_PARTS OF THE EXERCISE_
A - In the appeal judgment, who performed the post-mortem examination on the body of the deceased?
B - Reproduce the part of the appeal judgment that begins at the words "For all these" and stops after the words "dismissed the appeal.".

──────── TEXT PROVIDED ────────

He thereupon convicted the accused of the offence of culpable homicide punishable with death as charged.
At the hearing of the appeal against the conviction, the learned Solicitor-General of Gongola State who appeared for the respondent, with commendable forthrightness, expressed his doubts about the use made by the learned trial judge of the admission made by the appellant to the 1st P/W through an interpreter who did not testify at the hearing. He then submitted that the evidence being heresay, its use was clearly improper and referred us to the decision in R v. Attard (1959) 43 Cr. App. R.90 in support.
We also shared the apprehensions of the learned Solicitor-General about the extensive use made by the learned trial judge of this piece of evidence. Since Hamman Jumba who interpreted the alleged admission to the 1st PIW did not testify, the admission, in those circumstances, is certainly hearsay and was therefore clearly inadmissible. In this connection, we refer to the decision of Gorman J. in R v. Attard (supra) where the accused, a Maltese who neither spoke nor understood English, was charged with murder. During the course of the case for the prosecution, the Crown proposed to call evidence by a police officer of an interview which he (the police officer) had conducted with the accused through an interpreter. The defence objected on the ground that since neither the police officer nor the accused could understand what the interpreter said to the other, the evidence of the police officer was inadmissible as being hearsay, and that only the interpreter could give evidence of the questions which he put to the accused on behalf of the police officer and of the answers given to him by the accused in the accused’s own language. The court, quite rightly in our view, upheld the objection for the reasons given by the defence in their submission and held that the evidence of the police officer in relation to the interview was hearsay and was therefore inadmissible.
While we were of the view that the evidence of the admission made by the appellant in Mumunye language to P.C. Hamman Jumba could only be given by Jumba and that the evidence given by Corporal Bature Dogo in relation to it was clearly inadmissible and should have been excluded or discarded, we were, nevertheless, of the view that the appellant could still have been convicted on the admissible evidence which the learned trial judge rightly accepted. Firstly, there is the eyewitness account of the incident given by the 3rd and 4th prosecution witnesses. Secondly, there is the confirmation by Dr. Hanna (who performed the post-mortem examination on the body) of the injuries sustained by the deceased as a result of the attack. Thirdly, there is the voluntary visit ofthe appellant to the Jalingo Police Station the day after the attack. There is also the discovery of the knife (Ex. 1) by corporal Bature Dogo who testified as to how the knife was found as follows:
“When we reached the spot accused showed us several trees . . . Accused started searching for the knife. He then traced the knife from under one tree. He handed the knife to P.C. Hamman Jumba who took charge of it in my presence. Then P.C. Hamman Jumba handed over the knife to me.”
Added to all these is the evidence of the appellant himself who said that the deceased seduced his wife and that all his efforts to get a refund of the dowry which he had paid for her from the father of the deceased were abortive, thus indicating, from his own admission, which was believed by the learned trial judge, the possible motive for the coldblooded murder of the deceased.
For all these reasons, we were of the view that no substantial miscarriage of justice had actually occurred as a result of the wrongful admission of the evidence complained of. We, therefore, saw no reason to interfere with the verdict and so we dismissed the appeal.

──────── DATASET EXCERPTS ────────

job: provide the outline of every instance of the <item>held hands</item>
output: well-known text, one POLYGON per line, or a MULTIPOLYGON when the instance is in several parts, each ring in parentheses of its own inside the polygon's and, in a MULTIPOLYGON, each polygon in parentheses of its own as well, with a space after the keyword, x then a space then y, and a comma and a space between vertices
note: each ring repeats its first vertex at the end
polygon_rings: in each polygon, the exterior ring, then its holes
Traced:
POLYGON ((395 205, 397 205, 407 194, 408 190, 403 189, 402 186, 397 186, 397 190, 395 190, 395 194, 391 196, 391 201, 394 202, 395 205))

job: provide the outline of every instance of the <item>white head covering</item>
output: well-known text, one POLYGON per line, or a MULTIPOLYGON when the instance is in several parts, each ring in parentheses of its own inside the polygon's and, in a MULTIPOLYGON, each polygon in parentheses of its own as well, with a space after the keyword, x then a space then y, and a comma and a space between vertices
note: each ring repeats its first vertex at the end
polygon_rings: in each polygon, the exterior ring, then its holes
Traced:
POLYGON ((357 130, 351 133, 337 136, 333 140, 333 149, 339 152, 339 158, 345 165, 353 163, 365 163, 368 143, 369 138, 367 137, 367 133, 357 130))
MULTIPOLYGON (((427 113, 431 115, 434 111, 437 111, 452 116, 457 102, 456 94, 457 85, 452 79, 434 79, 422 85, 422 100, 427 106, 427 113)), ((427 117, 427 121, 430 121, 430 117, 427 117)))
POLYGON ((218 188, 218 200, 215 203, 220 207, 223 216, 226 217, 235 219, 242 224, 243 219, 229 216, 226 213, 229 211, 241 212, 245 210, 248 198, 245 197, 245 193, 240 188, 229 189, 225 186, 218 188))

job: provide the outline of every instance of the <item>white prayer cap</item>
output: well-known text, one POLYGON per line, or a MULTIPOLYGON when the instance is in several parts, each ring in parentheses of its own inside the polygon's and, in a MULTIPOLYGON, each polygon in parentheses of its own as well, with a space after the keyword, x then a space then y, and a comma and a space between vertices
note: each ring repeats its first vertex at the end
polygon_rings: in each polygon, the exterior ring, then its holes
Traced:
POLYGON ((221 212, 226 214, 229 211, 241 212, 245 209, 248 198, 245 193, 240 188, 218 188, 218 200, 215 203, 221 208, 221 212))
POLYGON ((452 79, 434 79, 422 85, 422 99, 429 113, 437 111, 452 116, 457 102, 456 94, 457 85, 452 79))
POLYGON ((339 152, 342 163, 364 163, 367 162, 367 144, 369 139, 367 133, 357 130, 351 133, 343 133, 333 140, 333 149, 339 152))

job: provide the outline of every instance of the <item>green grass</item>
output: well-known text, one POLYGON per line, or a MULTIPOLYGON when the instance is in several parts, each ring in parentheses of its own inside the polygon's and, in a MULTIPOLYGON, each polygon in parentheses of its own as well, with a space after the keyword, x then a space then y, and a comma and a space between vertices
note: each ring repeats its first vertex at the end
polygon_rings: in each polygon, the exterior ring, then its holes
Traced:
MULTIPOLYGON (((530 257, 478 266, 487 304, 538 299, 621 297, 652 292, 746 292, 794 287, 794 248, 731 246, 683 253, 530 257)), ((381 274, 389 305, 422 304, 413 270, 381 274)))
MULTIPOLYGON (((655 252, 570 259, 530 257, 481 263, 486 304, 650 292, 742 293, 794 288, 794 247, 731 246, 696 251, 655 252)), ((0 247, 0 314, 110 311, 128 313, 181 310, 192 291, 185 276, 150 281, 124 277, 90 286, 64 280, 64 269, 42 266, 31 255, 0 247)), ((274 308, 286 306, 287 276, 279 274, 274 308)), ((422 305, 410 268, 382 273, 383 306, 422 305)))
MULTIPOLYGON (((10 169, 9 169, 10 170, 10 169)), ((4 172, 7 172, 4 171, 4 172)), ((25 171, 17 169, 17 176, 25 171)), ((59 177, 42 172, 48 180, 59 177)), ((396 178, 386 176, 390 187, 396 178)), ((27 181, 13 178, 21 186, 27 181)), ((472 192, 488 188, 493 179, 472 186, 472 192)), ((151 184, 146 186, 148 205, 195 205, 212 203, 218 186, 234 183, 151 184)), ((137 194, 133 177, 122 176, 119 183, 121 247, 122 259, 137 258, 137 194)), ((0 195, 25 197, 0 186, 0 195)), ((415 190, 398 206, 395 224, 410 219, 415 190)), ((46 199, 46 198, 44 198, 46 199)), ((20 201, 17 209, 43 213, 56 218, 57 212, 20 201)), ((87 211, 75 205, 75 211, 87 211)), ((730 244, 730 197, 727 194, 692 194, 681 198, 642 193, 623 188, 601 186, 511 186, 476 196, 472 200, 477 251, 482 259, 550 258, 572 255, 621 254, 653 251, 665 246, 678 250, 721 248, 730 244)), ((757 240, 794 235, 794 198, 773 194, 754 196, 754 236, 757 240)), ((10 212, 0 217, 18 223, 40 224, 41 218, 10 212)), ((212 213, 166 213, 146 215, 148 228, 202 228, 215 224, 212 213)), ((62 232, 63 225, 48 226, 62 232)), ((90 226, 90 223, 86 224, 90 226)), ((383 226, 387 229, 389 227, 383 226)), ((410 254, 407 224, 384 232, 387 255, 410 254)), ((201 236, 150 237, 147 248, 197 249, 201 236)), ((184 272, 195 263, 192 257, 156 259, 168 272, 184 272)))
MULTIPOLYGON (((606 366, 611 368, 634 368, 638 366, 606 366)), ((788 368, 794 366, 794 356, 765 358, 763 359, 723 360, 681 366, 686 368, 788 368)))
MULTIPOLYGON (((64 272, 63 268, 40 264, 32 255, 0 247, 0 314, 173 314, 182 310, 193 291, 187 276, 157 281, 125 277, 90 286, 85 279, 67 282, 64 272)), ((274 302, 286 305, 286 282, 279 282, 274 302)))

────────

_RESPONSES TO THE EXERCISE_
A - Dr. Hanna

B -
For all these reasons, we were of the view that no substantial miscarriage of justice had actually occurred as a result of the wrongful admission of the evidence complained of. We, therefore, saw no reason to interfere with the verdict and so we dismissed the appeal.